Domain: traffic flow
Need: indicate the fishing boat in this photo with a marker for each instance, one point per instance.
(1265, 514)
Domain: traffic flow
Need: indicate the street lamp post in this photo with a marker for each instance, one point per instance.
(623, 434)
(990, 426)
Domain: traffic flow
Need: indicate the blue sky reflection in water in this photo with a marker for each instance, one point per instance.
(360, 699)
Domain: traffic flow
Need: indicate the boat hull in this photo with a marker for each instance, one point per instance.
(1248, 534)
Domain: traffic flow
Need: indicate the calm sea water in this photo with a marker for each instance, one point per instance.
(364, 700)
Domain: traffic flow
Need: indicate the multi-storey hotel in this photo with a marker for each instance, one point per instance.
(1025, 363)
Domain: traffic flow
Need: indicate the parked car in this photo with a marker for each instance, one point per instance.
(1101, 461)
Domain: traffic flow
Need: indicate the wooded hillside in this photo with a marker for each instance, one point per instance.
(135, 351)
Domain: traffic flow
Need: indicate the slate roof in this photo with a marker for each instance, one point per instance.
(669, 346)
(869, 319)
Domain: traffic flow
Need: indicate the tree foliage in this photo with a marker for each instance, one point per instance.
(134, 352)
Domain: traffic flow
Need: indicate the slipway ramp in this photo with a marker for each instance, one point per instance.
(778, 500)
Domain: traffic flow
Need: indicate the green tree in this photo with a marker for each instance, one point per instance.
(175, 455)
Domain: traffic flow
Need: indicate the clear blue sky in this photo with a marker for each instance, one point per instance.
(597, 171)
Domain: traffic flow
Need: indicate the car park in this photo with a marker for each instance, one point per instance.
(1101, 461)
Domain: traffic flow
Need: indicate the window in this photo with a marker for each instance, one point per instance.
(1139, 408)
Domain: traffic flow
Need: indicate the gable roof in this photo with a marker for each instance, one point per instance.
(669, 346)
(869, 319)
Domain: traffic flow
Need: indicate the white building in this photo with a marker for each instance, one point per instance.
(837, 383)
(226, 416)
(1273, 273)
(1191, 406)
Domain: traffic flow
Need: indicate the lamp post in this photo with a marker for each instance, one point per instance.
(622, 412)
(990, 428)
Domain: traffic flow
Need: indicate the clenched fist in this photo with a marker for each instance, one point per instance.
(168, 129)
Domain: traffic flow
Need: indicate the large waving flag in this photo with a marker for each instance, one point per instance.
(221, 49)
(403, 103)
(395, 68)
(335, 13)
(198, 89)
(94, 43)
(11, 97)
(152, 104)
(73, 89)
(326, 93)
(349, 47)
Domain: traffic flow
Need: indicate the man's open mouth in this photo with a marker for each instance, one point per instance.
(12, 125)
━━━━━━
_Work instructions_
The entries above must be retyped exactly, down to the last character.

_Reply_
Domain: traffic flow
Need: indicate the fishing boat in this photo with a marker for each instance, one point per instance.
(1265, 514)
Domain: traffic flow
Need: indicate the street lamp post in this photo with a marker for each instance, one point per instance.
(623, 434)
(990, 426)
Domain: traffic flow
Need: indicate the blue sky reflection in water in this photo with a marker for each instance, one point per instance.
(360, 699)
Domain: traffic flow
Need: indicate the boat hull in this photo with a marker for each instance, one point per instance.
(1248, 534)
Domain: traffic flow
Need: indicate the calm sea water in this photo with a marker for each instance, one point per instance.
(364, 700)
Domain: traffic flow
Need: indicate the multi-storey hotel in this photo with a marker for each instance, one point per instance.
(1025, 363)
Domain: traffic flow
Need: indicate the parked car in this photo with a marker for each instance, one point per instance.
(1101, 461)
Domain: traffic flow
Need: indicate the wooded hillside in this photo with a marker for each instance, one point per instance.
(135, 351)
Domain: traffic flow
Need: indicate the slate roof in this photo with a marker for each instance, one point per instance.
(669, 346)
(869, 319)
Domain: traffic flow
Need: indicate the tree foliage in this photo with a marker for each instance, one point per instance.
(134, 352)
Domain: traffic flow
Need: indicate the slipway ramp in this photo with a marker for each instance, one point per instance.
(778, 500)
Domain: traffic flow
Need: indicate the green tree in this photo with a marker for each instance, one point per instance.
(175, 455)
Domain: traffic flow
Need: indicate the clear blue sky in this photo with a marker for each instance, one point per instance.
(597, 171)
Domain: traffic flow
Need: indicate the car park in this photo with a marker for each instance, one point per instance.
(1101, 461)
Domain: traffic flow
Need: indicate the window in this photo with a marker for each instance, one point per instance.
(1139, 408)
Domain: traffic flow
Need: indicate the gable roof in this photo with a marker for each instance, one point per instance.
(669, 346)
(869, 319)
Domain: traffic flow
Need: indicate the white building in this photo with a marker for each instance, one point per instance.
(837, 383)
(226, 416)
(1273, 273)
(1191, 406)
Domain: traffic flow
Need: indicate the lamp post in this photo with a marker for each instance, one point per instance.
(622, 412)
(990, 428)
Domain: traffic flow
Need: indicate the clenched fist in this photo with a marker for each instance, one point per instance.
(168, 129)
Domain: traffic flow
Need: indicate the large waving flag in this photo with a marker for each instance, one point per instance.
(221, 49)
(403, 103)
(395, 68)
(335, 13)
(198, 89)
(94, 43)
(11, 97)
(152, 104)
(73, 89)
(326, 93)
(349, 47)
Domain: traffic flow
Need: indicate the man's open mouth in this photo with a marker for each instance, one point per instance.
(12, 125)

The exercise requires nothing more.